▸ **Set task 1**
From the message about the firewall gateway's spontaneous reboots, extract the passage that begins at the words "Skip site navigation" and stops after the words "se@zpr.uni-koeln.de (Stefan Esser)", copying it word for word.

Skip site navigation (1)Skip section navigation (2)
Date:      Mon, 3 Jun 1996 16:49:13 +0300 (EET DST)
From:      "Andrew V. Stesin" <stesin@elvisti.kiev.ua>
To:        se@zpr.uni-koeln.de (Stefan Esser)
Cc:        hardware@freebsd.org, doc@freebsd.org
Subject:   Mystery has gone! Thanks! (How a non-obvious HW problem was solved)
Message-ID:  <199606031349.QAA09685@office.elvisti.kiev.ua>
In-Reply-To: <199606022214.AA22260@Sisyphos> from "Stefan Esser" at Jun 3, 96 00:14:33 am

next in thread | previous in thread | raw e-mail | index | archive | help
Dear Stefan and FreeBSD people,

it seems to me that I found a REAL solution to this. See below.

[... a configuration I'm talking about: ...]

# } A machine, our recently built firewall gateway to Internet,
# } is:
# } 	ATC-1425B mainboard, PCI, SiS 496/7 chipset;
# } 	16Mb RAM;
# } 	AMD 5x133 CPU;
# } 	NCR 53c810 SCSI;
# } 	1Gb Conner CFP1060S drive (recent, good one);
# } 	two modems on the onboard COMs (SLIP lines to the world);
# } 	1 Ethernet card.
# } 
# } 	OS:      FreeBSD-stable as of late March.
# } 	Add-ons: IPfilter 3.0.3+ (by Darren Reed) as in-kernel IP filtering
# } 		 facility, Squid 1.0beta7 WWW proxy cache daemon.
# } 
# } The machine was experiencing spontaneous reboots from time to time.
# } Either silent reboots, or prefaced with messages from NCR driver
# } (like "NCR dead?").

[... kind explanations and suggestions mostly omitted ...]

# The main difference is that the 21041 is a PCI bus-master.

	Yes, that's why I took it out -- my first guess was that
	this particular MB has some breakage in PCI
	implementation internals, which breaks busmastering PCI
	devices (isn't NCR a busmaster, too, btw?)
	Now I see I was wrong.

▸ **The input**
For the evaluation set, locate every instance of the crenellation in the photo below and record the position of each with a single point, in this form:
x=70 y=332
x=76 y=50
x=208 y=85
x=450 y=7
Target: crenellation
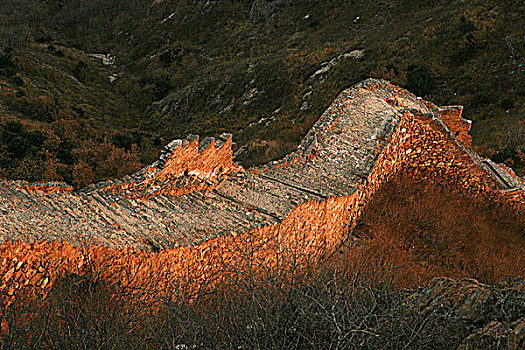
x=188 y=212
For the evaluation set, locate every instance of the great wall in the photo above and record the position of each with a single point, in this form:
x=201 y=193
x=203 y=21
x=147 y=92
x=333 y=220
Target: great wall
x=193 y=211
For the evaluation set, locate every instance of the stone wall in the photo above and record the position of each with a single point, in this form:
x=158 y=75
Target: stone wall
x=371 y=133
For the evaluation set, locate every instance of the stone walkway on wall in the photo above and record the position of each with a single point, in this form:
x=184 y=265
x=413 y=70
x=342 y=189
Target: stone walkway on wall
x=215 y=197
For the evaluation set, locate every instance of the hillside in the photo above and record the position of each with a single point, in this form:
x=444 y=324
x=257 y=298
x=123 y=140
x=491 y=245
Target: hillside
x=383 y=194
x=209 y=67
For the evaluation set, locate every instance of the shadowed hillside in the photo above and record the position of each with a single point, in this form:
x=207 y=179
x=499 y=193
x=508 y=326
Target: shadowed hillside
x=380 y=230
x=164 y=69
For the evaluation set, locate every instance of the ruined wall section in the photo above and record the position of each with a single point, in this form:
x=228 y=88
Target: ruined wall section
x=301 y=241
x=422 y=148
x=205 y=161
x=421 y=145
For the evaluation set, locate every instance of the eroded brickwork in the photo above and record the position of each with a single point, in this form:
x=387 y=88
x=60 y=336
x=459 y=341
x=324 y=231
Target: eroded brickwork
x=211 y=209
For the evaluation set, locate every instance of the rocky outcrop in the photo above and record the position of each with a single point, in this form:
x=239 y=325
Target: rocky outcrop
x=208 y=210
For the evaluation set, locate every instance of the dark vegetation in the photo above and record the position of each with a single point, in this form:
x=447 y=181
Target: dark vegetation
x=440 y=230
x=356 y=308
x=410 y=233
x=209 y=67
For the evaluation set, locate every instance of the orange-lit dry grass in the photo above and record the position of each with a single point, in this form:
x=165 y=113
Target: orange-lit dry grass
x=425 y=231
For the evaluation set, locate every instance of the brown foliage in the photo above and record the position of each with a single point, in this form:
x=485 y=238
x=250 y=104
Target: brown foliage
x=442 y=231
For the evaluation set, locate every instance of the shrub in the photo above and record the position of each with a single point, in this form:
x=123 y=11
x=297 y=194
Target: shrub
x=419 y=80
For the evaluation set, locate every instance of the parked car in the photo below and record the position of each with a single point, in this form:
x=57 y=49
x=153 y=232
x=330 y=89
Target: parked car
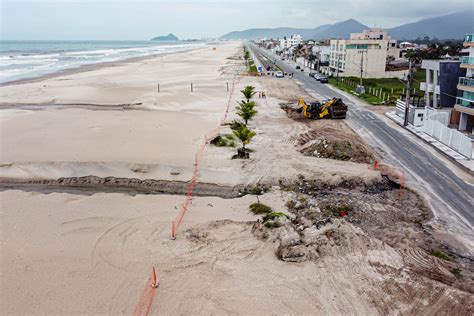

▸ **Set task 2**
Copy the records above exactly, beginning at their first line and stopping after the line that contains "x=208 y=210". Omit the pictures from your copy.

▸ **Exercise response 1**
Skip site navigation (1)Skip section navigation (2)
Date:      Mon, 3 Jun 1996 16:49:13 +0300 (EET DST)
From:      "Andrew V. Stesin" <stesin@elvisti.kiev.ua>
To:        se@zpr.uni-koeln.de (Stefan Esser)

▸ **Exercise response 2**
For the evaluation set, locate every instance of the crenellation in the photo below and record the position of each with a single point, in this form:
x=70 y=332
x=76 y=50
x=208 y=85
x=450 y=7
Target: crenellation
x=188 y=212
For the evaluation set, locate every instance of the great wall in the photo above and record the position of each with a single point, in this form:
x=201 y=193
x=203 y=21
x=147 y=92
x=333 y=220
Target: great wall
x=193 y=211
For the evaluation set, locate every instance of the stone wall in the photo above and record the position of each with a single point, in this form:
x=158 y=75
Target: stone wall
x=371 y=133
For the evaluation set, locate every instance of the stone walkway on wall in the photo above and record the position of each with a single point, in this form:
x=184 y=265
x=413 y=70
x=342 y=189
Target: stone walkway on wall
x=215 y=197
For the evaluation set, locate every instance of the hillside in the photo above and record the position of each with a single point, in this form:
x=444 y=324
x=257 y=298
x=123 y=140
x=491 y=245
Target: hillside
x=383 y=194
x=209 y=67
For the evaluation set, locate every instance of the shadowed hillside in the photo above and record the position of each with a single point, in this form:
x=207 y=179
x=499 y=193
x=508 y=326
Target: shadowed hillside
x=380 y=230
x=164 y=69
For the evaluation set, locate every instance of the ruined wall section in the photo above and record the position of each with a single point, in this form:
x=228 y=88
Target: ruined wall section
x=301 y=241
x=422 y=148
x=205 y=161
x=421 y=145
For the evaluation set, locate every instance of the eroded brickwork in the photo above and record the position of each with a single point, in this form:
x=387 y=88
x=60 y=336
x=459 y=341
x=324 y=231
Target: eroded brickwork
x=211 y=209
For the evaluation set, locate every instance of the rocky outcrop in the photo above and record the position of each with a single point, in this form:
x=239 y=325
Target: rocky outcrop
x=208 y=210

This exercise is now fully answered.